#### Records to use:
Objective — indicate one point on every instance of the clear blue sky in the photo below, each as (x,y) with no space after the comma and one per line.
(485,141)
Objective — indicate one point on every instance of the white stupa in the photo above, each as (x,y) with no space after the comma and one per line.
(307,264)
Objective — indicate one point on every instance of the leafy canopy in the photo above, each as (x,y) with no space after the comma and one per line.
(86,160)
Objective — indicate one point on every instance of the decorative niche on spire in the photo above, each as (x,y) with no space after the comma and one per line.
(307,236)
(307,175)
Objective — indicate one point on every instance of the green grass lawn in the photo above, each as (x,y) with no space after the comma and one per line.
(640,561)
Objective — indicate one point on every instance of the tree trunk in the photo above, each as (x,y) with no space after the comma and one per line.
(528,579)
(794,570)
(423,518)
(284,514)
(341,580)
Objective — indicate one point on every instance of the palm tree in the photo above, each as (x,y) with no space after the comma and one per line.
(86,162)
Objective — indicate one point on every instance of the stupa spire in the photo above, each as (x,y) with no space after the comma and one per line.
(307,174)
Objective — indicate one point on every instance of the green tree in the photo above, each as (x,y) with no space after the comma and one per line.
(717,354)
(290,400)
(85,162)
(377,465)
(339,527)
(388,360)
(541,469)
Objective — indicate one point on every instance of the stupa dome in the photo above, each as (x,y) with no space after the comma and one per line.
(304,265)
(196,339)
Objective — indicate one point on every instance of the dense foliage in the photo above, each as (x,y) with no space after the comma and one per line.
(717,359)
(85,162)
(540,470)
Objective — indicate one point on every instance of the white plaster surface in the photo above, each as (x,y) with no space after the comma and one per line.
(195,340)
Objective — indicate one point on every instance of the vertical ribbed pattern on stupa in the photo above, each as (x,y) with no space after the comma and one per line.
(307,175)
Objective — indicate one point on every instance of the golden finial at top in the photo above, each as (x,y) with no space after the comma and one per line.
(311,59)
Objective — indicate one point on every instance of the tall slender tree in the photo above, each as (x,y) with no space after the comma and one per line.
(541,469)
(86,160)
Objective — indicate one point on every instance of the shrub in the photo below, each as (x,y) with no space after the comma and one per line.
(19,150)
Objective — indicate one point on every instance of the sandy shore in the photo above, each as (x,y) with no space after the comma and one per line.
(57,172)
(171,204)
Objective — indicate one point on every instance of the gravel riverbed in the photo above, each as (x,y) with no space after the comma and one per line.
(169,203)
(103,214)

#### What is expected:
Would you be able to transcribe every line of the data exactly?

#### Exercise answer:
Objective — indicate one point on every instance of the clear blue sky in the photo below, each as (x,y) with no space after the comma and one per line.
(485,141)
Objective — indicate one point on every instance of the white stupa in the photo above, each as (x,y) with no space after the comma and one per line.
(307,264)
Objective — indicate one point on every instance of the leafy canopy in the photo above, each as (x,y) with no space after the comma and one per line.
(86,160)
Objective — indicate one point on every instance of the decorative niche on spire in the photo above, each as (x,y) with no space after the comma and one per line.
(307,236)
(307,175)
Objective — indicate one point on every instance of the green grass lawn in the photo above, each as (x,y) with no space after the comma and one per line.
(640,561)
Objective — indicate one point on every instance of the tree trunk in the photo above, each as (x,y) with no space after the comma and one per line.
(528,579)
(794,570)
(423,518)
(284,514)
(341,580)
Objective — indicate one point on every instance of the palm tree in the photo above, each as (x,y) with no space after the comma and one per line.
(86,162)
Objective — indicate one point on every instance of the stupa spire in the photo above, each as (x,y) with no space after the comma and one per line.
(307,174)
Objective — indicate one point on every instance of the green tree in the photo above, each as (x,y) with no space after the comma and one per line.
(717,354)
(290,400)
(85,162)
(377,465)
(339,527)
(388,360)
(541,469)
Objective — indicate one point on every instance of the stupa dome in the photo above, each as (x,y) with no space after the comma and one per line.
(304,265)
(196,339)
Objective — indicate one point on every instance of the dense foliage in the photo above, each as (x,y) with no space after the comma and one per line.
(717,359)
(85,162)
(540,470)
Objective — indicate one point on every instance of the white plaster surface in the photo above, each as (x,y) with no space after the comma and one per line.
(195,340)
Objective — indicate one point on every instance of the vertical ribbed pattern on stupa in the photo above, each as (x,y) with no space after the comma and one per line.
(307,175)
Objective — indicate one point on every instance of the golden finial at top in the photo above, each as (x,y) with no space after the comma and one per line.
(311,59)
Objective — indicate one point on every instance of the tall slender tree in the photo above, each as (x,y) with no space after the comma and one per line.
(541,469)
(86,160)
Objective — indicate one point on every instance of the shrub in the photo below, each as (x,y) with no space after the comma and one per line.
(19,150)
Objective — indicate one point on every instance of the sandy shore in the photo above, each as (x,y) with no space after the comma and one per line.
(57,172)
(171,204)
Objective — indicate one point on every instance of the gravel riverbed in the photo above, each as (x,y) with no space after the comma and one per line.
(169,203)
(103,214)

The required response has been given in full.